1型糖尿病の社会認知度は、まだ低い。本書は、第1人者による適切な啓蒙書だ。
1型糖尿病という表記は、著者も繰り返して言うように、誤解と偏見を助長してきた。糖尿病の9割を占める2型と同じように見られるからだ。
事実は、生活習慣病とは全く関係なく、誰もが突然発症するインスリン欠乏症である。治療には今のところインスリン注射しかなく、患者は自分で日に数回注射して、血糖値を適切にコントロールしなくてはならない。高血糖はもちろんだが、低血糖も危険である。
認知度が医師の間ですら低いので、保険適応も若年者に限られる。生涯にわたって治療を続ける必要があるから、自己負担費用も大きい。
本書は、1型糖尿病患者の手記に大きくスペースを割いて、この病気を紹介している。著者はこれを病気とは言わず「個性」という。
そこで私が思い当たるのは、日本社会は、まわりと同じであることが良しとされる事実だ。一方たとえばフランスでは、同じであることは凡庸である。
なぜか1型糖尿病が多いフィンランド。著者はフィンランド語を学んで、当地の医療現場を紹介する。患者達は、のびのびとみずからの人生を歩んでいるようだ。
治療法が確立していない病は、俗に難病と指定されて一般に保険制度からは助成を外される。iPS細胞からの再生手術も期待される未来に向けて、より良い社会が訪れるのを願わずにはいられない。

行う作業 –
- 1) 1型糖尿病についての文章に出てくる国名をすべて、登場順に挙げてください。
- 2) 1型糖尿病についての文章から、「1型糖尿病の社会認知度は、まだ低い。本書は、第1人者による適切な啓蒙書だ。」を含む語句で始まり「らの人生を歩んでいるようだ。」で終わる部分を、一字も変えずに書き写すこと。

提供された行 –

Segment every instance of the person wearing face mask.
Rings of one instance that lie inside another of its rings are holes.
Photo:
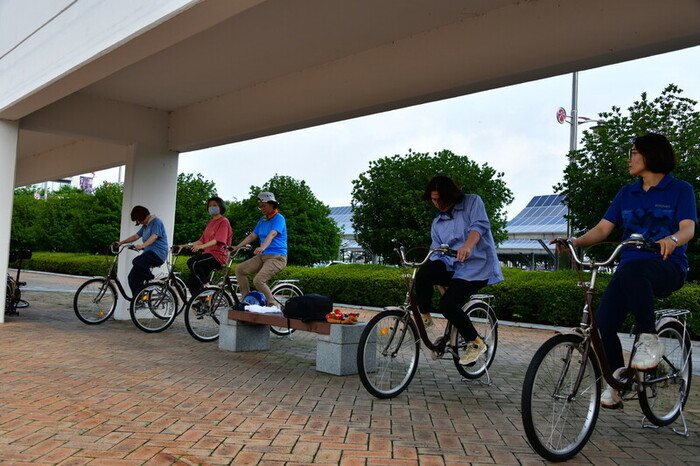
[[[155,215],[151,215],[144,206],[137,205],[131,209],[131,220],[136,222],[136,226],[141,225],[141,228],[136,234],[125,240],[117,241],[115,244],[121,246],[143,238],[143,243],[135,246],[136,250],[143,250],[143,252],[134,258],[131,263],[133,267],[129,272],[129,288],[133,296],[144,283],[153,279],[151,268],[163,265],[167,259],[168,236],[163,221]]]
[[[279,307],[270,293],[267,281],[287,265],[287,222],[277,211],[279,203],[275,195],[263,191],[258,194],[258,208],[262,217],[251,234],[234,246],[234,250],[260,239],[260,246],[253,251],[254,256],[236,267],[236,278],[241,294],[250,292],[248,275],[256,274],[253,284],[267,298],[268,305]]]
[[[207,211],[211,215],[211,220],[204,227],[202,236],[194,243],[182,245],[182,247],[189,247],[192,252],[203,252],[187,261],[187,267],[192,272],[187,281],[187,287],[192,294],[208,285],[212,270],[226,264],[228,261],[226,246],[230,246],[233,239],[231,223],[223,215],[226,213],[226,204],[223,199],[212,197],[207,200]]]

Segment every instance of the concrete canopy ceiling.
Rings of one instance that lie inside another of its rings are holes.
[[[700,44],[697,0],[249,3],[199,3],[0,108],[20,120],[20,157],[54,134],[135,142],[128,125],[82,124],[121,127],[114,106],[165,114],[169,148],[189,151]]]

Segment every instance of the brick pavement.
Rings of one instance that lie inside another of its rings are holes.
[[[421,355],[408,390],[376,400],[357,376],[314,370],[315,335],[271,350],[220,351],[183,326],[145,334],[130,321],[86,326],[70,293],[27,291],[0,326],[0,461],[15,464],[541,464],[520,419],[527,364],[552,332],[500,327],[494,384],[460,380]],[[369,315],[369,311],[365,311]],[[642,429],[641,410],[601,410],[574,464],[688,464],[692,436]]]

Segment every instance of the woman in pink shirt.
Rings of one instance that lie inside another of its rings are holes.
[[[202,236],[194,243],[187,244],[192,252],[202,251],[203,254],[194,256],[187,261],[192,275],[187,281],[187,287],[192,294],[208,285],[209,275],[228,261],[228,251],[225,246],[231,245],[233,230],[226,213],[226,204],[220,197],[212,197],[207,201],[207,210],[211,220],[207,222]]]

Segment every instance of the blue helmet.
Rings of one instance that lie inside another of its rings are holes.
[[[258,306],[267,306],[267,298],[259,291],[251,291],[243,297],[241,301],[244,304],[257,304]]]

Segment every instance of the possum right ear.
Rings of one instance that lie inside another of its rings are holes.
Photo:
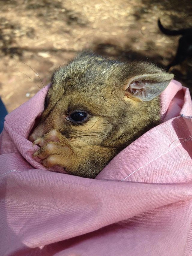
[[[132,77],[124,87],[125,95],[141,101],[149,101],[161,93],[173,78],[172,74],[161,71]]]

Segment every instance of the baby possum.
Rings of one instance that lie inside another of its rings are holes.
[[[159,95],[173,78],[151,64],[81,53],[52,75],[40,121],[29,137],[40,147],[34,157],[47,167],[58,165],[94,178],[160,123]]]

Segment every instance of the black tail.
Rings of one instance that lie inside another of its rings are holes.
[[[188,33],[188,32],[191,31],[191,29],[180,29],[179,30],[170,30],[163,26],[159,19],[158,20],[158,26],[161,31],[164,34],[168,35],[183,35],[185,33]]]

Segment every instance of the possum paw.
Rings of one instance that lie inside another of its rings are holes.
[[[72,164],[74,149],[68,139],[56,130],[52,130],[36,140],[34,144],[40,147],[33,155],[41,159],[41,163],[47,168],[58,165],[70,167]]]

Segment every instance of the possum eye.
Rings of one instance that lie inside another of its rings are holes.
[[[88,114],[84,111],[78,110],[74,112],[66,118],[68,121],[79,123],[84,122],[88,117]]]

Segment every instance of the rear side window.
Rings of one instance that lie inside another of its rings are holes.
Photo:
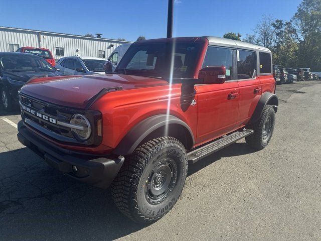
[[[51,59],[52,58],[51,54],[48,50],[37,49],[25,49],[25,53],[35,54],[46,59]]]
[[[271,54],[260,52],[260,73],[268,74],[272,72],[271,69]]]
[[[77,69],[84,69],[84,67],[82,67],[82,65],[81,65],[81,64],[79,61],[75,60],[75,62],[74,63],[73,69],[75,70],[76,70]]]
[[[67,59],[64,61],[64,67],[68,69],[72,69],[74,65],[74,60],[73,59]]]
[[[233,73],[232,50],[225,48],[209,46],[202,68],[207,66],[225,66],[226,80],[232,80]]]
[[[237,79],[252,78],[256,69],[255,52],[237,50]]]

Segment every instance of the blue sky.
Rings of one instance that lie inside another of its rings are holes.
[[[250,33],[262,15],[289,20],[301,0],[176,0],[174,36]],[[135,41],[166,37],[168,0],[0,0],[0,26]]]

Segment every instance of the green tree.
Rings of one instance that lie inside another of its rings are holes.
[[[225,39],[233,39],[233,40],[241,40],[241,37],[242,35],[239,33],[236,34],[235,33],[232,33],[231,32],[226,33],[223,36],[223,37]]]
[[[257,41],[256,41],[256,36],[255,34],[246,34],[246,37],[243,39],[243,41],[246,42],[249,44],[257,44]]]
[[[85,37],[90,37],[91,38],[94,38],[94,36],[91,34],[87,34],[85,35]]]
[[[303,0],[291,20],[299,67],[321,69],[321,0]]]
[[[144,36],[139,36],[137,38],[137,40],[136,40],[135,43],[137,43],[137,42],[139,42],[141,40],[145,40],[145,39],[146,39]]]
[[[263,15],[254,30],[259,45],[268,49],[273,47],[275,40],[275,29],[272,26],[274,20],[271,16]]]

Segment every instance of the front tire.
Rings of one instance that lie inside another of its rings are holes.
[[[137,222],[151,223],[167,213],[178,199],[187,174],[183,144],[161,137],[137,148],[111,185],[114,202]]]
[[[245,138],[246,143],[254,149],[260,150],[264,148],[272,138],[275,123],[275,112],[271,105],[264,107],[260,119],[248,127],[254,133]]]

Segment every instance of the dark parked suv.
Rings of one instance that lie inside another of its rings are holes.
[[[304,78],[303,76],[303,71],[301,70],[301,69],[299,68],[297,68],[296,69],[286,68],[285,68],[285,70],[287,71],[288,73],[295,74],[295,75],[296,75],[297,81],[304,81]]]
[[[18,90],[31,78],[59,75],[54,67],[38,56],[0,52],[0,89],[5,109],[10,110],[18,103]]]
[[[287,71],[283,67],[279,67],[279,69],[280,73],[281,84],[287,83]]]

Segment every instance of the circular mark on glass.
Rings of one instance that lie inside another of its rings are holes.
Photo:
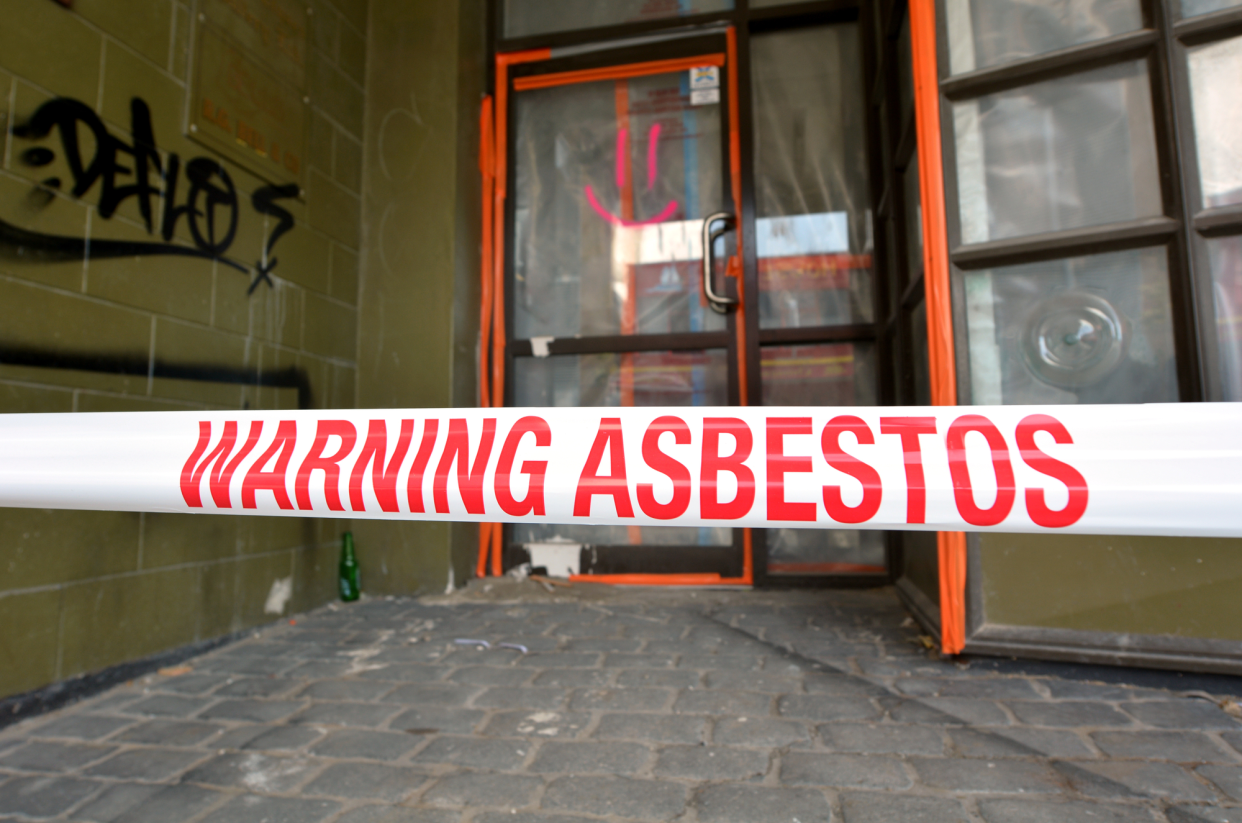
[[[41,145],[26,149],[21,153],[21,161],[29,166],[46,166],[48,163],[56,159],[56,154],[51,149],[45,149]]]
[[[1036,377],[1062,389],[1104,379],[1125,356],[1124,324],[1113,304],[1087,292],[1040,303],[1027,320],[1023,354]]]

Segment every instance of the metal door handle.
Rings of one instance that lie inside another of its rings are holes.
[[[724,223],[724,227],[712,231],[713,223]],[[707,304],[717,314],[727,314],[730,305],[738,304],[732,297],[717,294],[715,289],[712,288],[712,247],[715,246],[717,237],[732,230],[734,225],[737,225],[737,220],[727,211],[718,211],[703,220],[703,295],[707,297]]]

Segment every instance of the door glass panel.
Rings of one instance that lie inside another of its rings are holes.
[[[724,349],[638,351],[514,361],[517,406],[725,406]]]
[[[1143,14],[1139,0],[946,0],[945,22],[960,74],[1135,31]]]
[[[504,0],[504,36],[527,37],[730,9],[733,0]]]
[[[513,371],[518,406],[725,406],[729,402],[723,349],[518,358]],[[519,523],[513,526],[513,540],[596,546],[728,546],[730,531]]]
[[[769,575],[883,575],[887,570],[882,531],[768,530]]]
[[[1161,214],[1143,62],[989,94],[953,113],[964,243]]]
[[[869,343],[764,346],[765,406],[874,406],[876,348]]]
[[[1186,50],[1202,205],[1242,202],[1242,37]]]
[[[1222,400],[1242,400],[1242,237],[1207,241]]]
[[[1164,248],[963,278],[975,405],[1177,401]]]
[[[759,324],[869,323],[858,26],[758,35],[750,43]]]
[[[1181,0],[1181,16],[1194,17],[1233,6],[1242,6],[1242,0]]]
[[[692,104],[683,71],[519,92],[515,112],[514,336],[724,329],[699,295],[719,103]]]

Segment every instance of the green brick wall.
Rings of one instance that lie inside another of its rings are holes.
[[[0,245],[0,353],[118,355],[173,365],[301,369],[318,408],[353,407],[363,237],[366,0],[298,0],[309,9],[310,97],[304,200],[279,238],[273,287],[253,272],[189,257],[39,259]],[[0,220],[76,238],[159,241],[135,199],[99,212],[101,182],[75,197],[57,132],[21,125],[71,97],[132,142],[130,99],[150,107],[161,156],[214,156],[184,134],[193,2],[0,0]],[[26,163],[46,145],[56,159]],[[84,149],[89,154],[92,149]],[[129,158],[123,158],[129,160]],[[253,266],[271,217],[250,207],[263,185],[222,160],[237,186],[229,256]],[[125,165],[123,163],[123,165]],[[51,176],[60,190],[39,184]],[[124,182],[128,182],[127,179]],[[185,186],[184,173],[181,185]],[[184,197],[183,194],[179,195]],[[158,207],[156,207],[158,211]],[[158,227],[158,215],[156,215]],[[174,242],[190,245],[185,220]],[[4,360],[0,354],[0,361]],[[293,389],[0,365],[0,412],[294,408]],[[0,696],[273,619],[272,582],[293,577],[286,613],[335,593],[343,521],[130,513],[0,510]]]

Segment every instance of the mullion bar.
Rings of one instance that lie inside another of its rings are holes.
[[[1004,66],[948,77],[940,81],[940,91],[950,101],[963,101],[1054,77],[1078,74],[1098,66],[1141,57],[1159,38],[1160,35],[1150,29],[1114,35]]]

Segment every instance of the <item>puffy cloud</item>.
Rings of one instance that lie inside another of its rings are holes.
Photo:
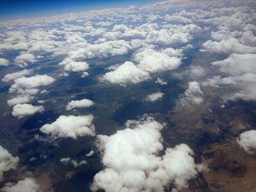
[[[0,58],[0,66],[8,66],[9,61],[7,59]]]
[[[65,58],[59,64],[63,68],[63,70],[67,72],[80,72],[87,70],[89,66],[85,61],[74,61],[70,58]]]
[[[34,179],[26,177],[23,180],[18,181],[15,185],[8,183],[1,191],[3,192],[38,192],[39,188],[40,185],[38,184]]]
[[[94,176],[93,191],[165,191],[171,183],[177,189],[197,174],[192,150],[185,144],[167,148],[163,156],[163,126],[148,117],[128,120],[126,128],[111,136],[99,135],[105,168]],[[129,161],[127,161],[129,159]]]
[[[192,76],[200,77],[206,74],[205,70],[200,66],[192,66],[190,72]]]
[[[10,82],[13,80],[18,79],[21,77],[29,75],[31,74],[32,70],[24,69],[20,72],[9,73],[4,75],[4,78],[1,79],[2,82]]]
[[[203,51],[219,53],[254,53],[256,47],[244,45],[233,37],[220,42],[207,41],[203,44]]]
[[[249,72],[256,74],[255,59],[256,54],[233,53],[227,58],[213,62],[212,64],[219,66],[221,72],[233,76]]]
[[[130,49],[132,49],[131,45],[124,40],[108,41],[99,44],[89,45],[87,47],[72,51],[68,58],[76,61],[94,57],[105,58],[108,55],[127,54]]]
[[[253,35],[252,31],[244,32],[242,37],[240,38],[240,41],[245,45],[256,47],[256,37]]]
[[[27,66],[29,64],[36,62],[37,60],[33,54],[23,53],[17,56],[14,61],[18,66],[25,67]]]
[[[239,91],[225,98],[225,100],[242,99],[244,100],[256,99],[256,54],[231,54],[223,61],[213,62],[219,67],[222,72],[229,75],[222,77],[214,76],[203,82],[203,85],[219,87],[221,85],[232,85]]]
[[[159,77],[157,77],[157,80],[155,81],[156,83],[160,84],[161,85],[167,85],[167,82],[164,81]]]
[[[160,99],[165,94],[161,93],[161,92],[157,92],[157,93],[148,95],[146,98],[146,101],[154,102],[157,100]]]
[[[15,83],[10,87],[10,91],[33,95],[38,92],[37,88],[50,85],[54,81],[54,78],[46,74],[37,74],[29,77],[23,77],[14,80]]]
[[[133,63],[127,61],[115,70],[106,73],[103,80],[113,84],[125,86],[150,79],[148,72],[138,68]]]
[[[192,23],[192,20],[191,19],[186,18],[180,16],[180,15],[165,15],[165,20],[166,21],[176,21],[176,22],[181,22],[181,23]]]
[[[74,159],[71,159],[70,158],[62,158],[60,159],[60,161],[64,164],[71,164],[75,167],[79,166],[83,164],[86,164],[87,162],[86,160],[82,160],[80,161],[77,161]]]
[[[0,145],[0,180],[4,179],[4,172],[16,169],[18,161],[18,157],[13,157]]]
[[[18,104],[13,107],[12,115],[14,117],[23,118],[45,110],[42,106],[34,106],[29,104]]]
[[[66,106],[66,110],[72,110],[75,108],[89,107],[94,104],[91,100],[83,99],[82,100],[72,100]]]
[[[246,152],[253,154],[256,150],[256,130],[241,133],[236,141]]]
[[[18,95],[7,100],[7,104],[9,106],[15,106],[18,104],[26,104],[29,102],[33,99],[34,96],[31,96],[30,95]]]
[[[138,62],[138,67],[148,72],[160,72],[178,68],[181,61],[182,50],[167,48],[161,51],[146,49],[136,53],[134,60]]]
[[[173,33],[167,29],[162,28],[150,32],[146,37],[146,41],[148,43],[170,45],[188,42],[192,39],[192,35],[189,33],[178,31]]]
[[[71,137],[87,135],[94,136],[94,125],[92,123],[94,116],[81,115],[61,115],[51,124],[45,124],[40,128],[40,131],[49,134],[53,139]]]
[[[188,103],[198,104],[203,102],[203,93],[200,88],[200,83],[196,81],[189,82],[189,88],[186,90],[181,101],[183,105]]]

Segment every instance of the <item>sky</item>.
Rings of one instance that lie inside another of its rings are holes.
[[[161,0],[0,0],[0,20],[141,5]]]

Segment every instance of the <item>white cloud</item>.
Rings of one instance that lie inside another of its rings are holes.
[[[154,102],[157,100],[160,99],[165,94],[161,92],[157,92],[147,96],[147,97],[146,98],[146,101]]]
[[[40,185],[34,179],[26,177],[16,184],[8,183],[1,191],[3,192],[38,192],[39,188]]]
[[[81,72],[87,70],[89,66],[85,61],[74,61],[68,58],[59,64],[66,72]]]
[[[13,107],[12,115],[14,117],[24,118],[45,110],[42,106],[34,106],[29,104],[18,104]]]
[[[254,154],[256,150],[256,130],[241,134],[236,141],[246,152]]]
[[[164,81],[163,80],[162,80],[159,77],[157,77],[157,80],[155,81],[156,83],[160,84],[161,85],[167,85],[167,82]]]
[[[61,115],[51,124],[45,124],[40,131],[49,134],[53,139],[78,137],[94,136],[94,125],[92,123],[94,116],[90,115]]]
[[[4,172],[16,169],[18,161],[18,157],[13,157],[0,145],[0,180],[4,179]]]
[[[10,82],[18,79],[21,77],[24,77],[31,74],[32,70],[24,69],[20,72],[9,73],[4,75],[4,78],[1,79],[2,82]]]
[[[160,134],[163,126],[152,118],[128,120],[126,128],[111,136],[99,135],[105,168],[94,176],[93,191],[164,191],[173,183],[187,187],[201,165],[195,164],[192,150],[185,144],[167,148],[163,156]],[[129,161],[127,161],[129,159]]]
[[[214,66],[219,66],[220,71],[235,76],[244,73],[256,74],[256,54],[231,54],[227,58],[213,62]]]
[[[161,51],[146,49],[136,53],[134,60],[139,63],[138,67],[148,72],[161,72],[177,69],[181,61],[182,50],[167,48]]]
[[[150,79],[149,74],[138,68],[133,63],[127,61],[115,70],[106,73],[103,80],[113,84],[125,86]]]
[[[227,77],[214,76],[203,82],[204,86],[219,87],[221,85],[232,85],[238,92],[225,96],[225,100],[256,99],[256,54],[231,54],[223,61],[213,62],[219,67],[222,72]]]
[[[20,55],[17,56],[14,60],[15,64],[20,67],[27,66],[29,64],[36,62],[36,58],[31,53],[23,53]]]
[[[162,28],[150,32],[146,37],[146,41],[148,43],[171,45],[188,42],[192,39],[192,35],[189,33],[179,31],[173,33],[167,29]]]
[[[220,42],[207,41],[203,44],[203,51],[219,53],[254,53],[256,47],[244,45],[233,37]]]
[[[7,104],[9,106],[15,106],[18,104],[26,104],[29,102],[33,99],[34,96],[31,96],[30,95],[18,95],[10,99],[8,99]]]
[[[127,54],[130,49],[132,49],[131,45],[126,41],[108,41],[99,44],[89,45],[87,47],[72,51],[68,58],[75,61],[94,57],[105,58],[108,55]]]
[[[7,59],[0,58],[0,66],[8,66],[9,61]]]
[[[75,108],[89,107],[94,104],[91,100],[83,99],[81,100],[72,100],[66,106],[66,110],[72,110]]]
[[[76,160],[71,159],[70,158],[62,158],[59,161],[64,164],[71,164],[75,167],[87,164],[86,160],[82,160],[80,161],[78,161]]]
[[[43,85],[48,85],[53,83],[55,79],[46,74],[29,77],[20,77],[15,80],[15,83],[10,87],[10,92],[17,92],[18,93],[24,94],[35,94],[39,90],[37,88]]]
[[[201,77],[206,74],[206,72],[200,66],[192,66],[190,67],[190,72],[192,76]]]
[[[181,101],[183,105],[187,104],[198,104],[203,102],[203,93],[200,88],[200,83],[196,81],[189,82],[189,88],[185,91]]]
[[[186,18],[180,16],[180,15],[165,15],[165,20],[166,21],[176,21],[176,22],[181,22],[181,23],[192,23],[192,20],[191,19]]]

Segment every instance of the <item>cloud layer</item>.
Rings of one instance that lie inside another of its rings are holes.
[[[92,123],[94,116],[90,115],[61,115],[50,124],[45,124],[40,131],[53,139],[78,137],[94,136],[94,126]]]
[[[105,191],[164,191],[174,184],[187,187],[197,173],[192,150],[185,144],[167,148],[160,134],[163,126],[151,117],[128,120],[126,128],[111,136],[97,136],[105,169],[94,176],[91,190]]]

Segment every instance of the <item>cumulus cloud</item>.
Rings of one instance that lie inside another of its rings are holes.
[[[147,97],[146,98],[146,101],[154,102],[160,99],[165,94],[161,92],[154,93],[152,94],[147,96]]]
[[[33,99],[34,99],[34,96],[30,95],[18,95],[10,99],[8,99],[7,104],[9,106],[15,106],[18,104],[26,104],[29,102]]]
[[[71,158],[62,158],[59,161],[64,164],[70,164],[73,165],[75,167],[87,164],[87,161],[86,160],[78,161],[76,160],[71,159]]]
[[[0,58],[0,66],[8,66],[9,61],[7,59]]]
[[[34,106],[29,104],[18,104],[13,107],[12,115],[14,117],[20,118],[37,112],[41,112],[44,110],[45,108],[41,105]]]
[[[241,133],[236,141],[246,152],[253,154],[256,150],[256,130]]]
[[[14,60],[15,64],[20,67],[27,66],[29,64],[36,62],[37,59],[31,53],[23,53],[20,55],[17,56]]]
[[[127,61],[115,70],[106,73],[103,80],[113,84],[125,86],[150,79],[148,72],[138,68],[132,62]]]
[[[183,105],[187,104],[198,104],[203,102],[203,93],[200,87],[200,83],[196,81],[189,82],[189,88],[185,91],[181,101]]]
[[[188,42],[192,39],[192,35],[189,33],[179,31],[173,33],[170,30],[162,28],[150,32],[146,37],[146,41],[148,43],[171,45]]]
[[[91,100],[83,99],[81,100],[72,100],[66,106],[66,110],[72,110],[75,108],[89,107],[94,104]]]
[[[68,58],[59,63],[59,65],[64,71],[74,72],[86,71],[89,68],[89,64],[85,61],[74,61]]]
[[[3,192],[38,192],[39,188],[40,185],[34,179],[26,177],[16,184],[8,183],[1,191]]]
[[[21,77],[29,75],[31,73],[32,70],[24,69],[20,72],[9,73],[4,75],[1,79],[2,82],[10,82],[11,80],[17,80]]]
[[[151,117],[128,120],[126,128],[111,136],[99,135],[105,168],[94,176],[93,191],[164,191],[171,183],[177,189],[187,187],[200,165],[185,144],[167,148],[163,156],[160,134],[163,126]],[[127,161],[129,159],[129,161]]]
[[[178,68],[181,64],[182,50],[167,48],[161,51],[146,49],[136,53],[134,60],[139,63],[138,67],[148,72],[160,72]]]
[[[13,157],[0,145],[0,180],[4,179],[4,172],[16,169],[18,161],[18,157]]]
[[[10,92],[17,92],[18,93],[24,94],[36,94],[39,91],[37,88],[43,85],[48,85],[52,84],[55,79],[46,74],[35,76],[29,77],[20,77],[15,80],[15,83],[10,87]]]
[[[227,74],[227,77],[214,76],[208,78],[203,85],[217,88],[221,85],[232,85],[239,91],[227,96],[227,98],[225,98],[225,99],[255,100],[255,59],[256,54],[233,53],[226,59],[214,61],[212,64],[219,67],[219,70]]]
[[[256,53],[256,47],[244,45],[233,37],[220,42],[207,41],[203,44],[203,51],[219,53]]]
[[[78,137],[94,136],[93,119],[91,115],[61,115],[53,123],[42,126],[40,131],[53,139],[70,137],[75,139]]]
[[[157,80],[155,81],[156,83],[160,84],[161,85],[167,85],[167,82],[164,81],[163,80],[162,80],[159,77],[157,77]]]
[[[206,74],[206,72],[200,66],[192,66],[190,67],[192,76],[201,77]]]

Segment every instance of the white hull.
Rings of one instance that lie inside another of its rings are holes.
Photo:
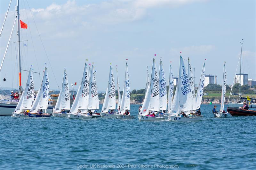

回答 –
- 1) 日本、フランス、フィンランド

- 2)
1型糖尿病の社会認知度は、まだ低い。本書は、第1人者による適切な啓蒙書だ。
1型糖尿病という表記は、著者も繰り返して言うように、誤解と偏見を助長してきた。糖尿病の9割を占める2型と同じように見られるからだ。
事実は、生活習慣病とは全く関係なく、誰もが突然発症するインスリン欠乏症である。治療には今のところインスリン注射しかなく、患者は自分で日に数回注射して、血糖値を適切にコントロールしなくてはならない。高血糖はもちろんだが、低血糖も危険である。
認知度が医師の間ですら低いので、保険適応も若年者に限られる。生涯にわたって治療を続ける必要があるから、自己負担費用も大きい。
本書は、1型糖尿病患者の手記に大きくスペースを割いて、この病気を紹介している。著者はこれを病気とは言わず「個性」という。
そこで私が思い当たるのは、日本社会は、まわりと同じであることが良しとされる事実だ。一方たとえばフランスでは、同じであることは凡庸である。
なぜか1型糖尿病が多いフィンランド。著者はフィンランド語を学んで、当地の医療現場を紹介する。患者達は、のびのびとみずからの人生を歩んでいるようだ。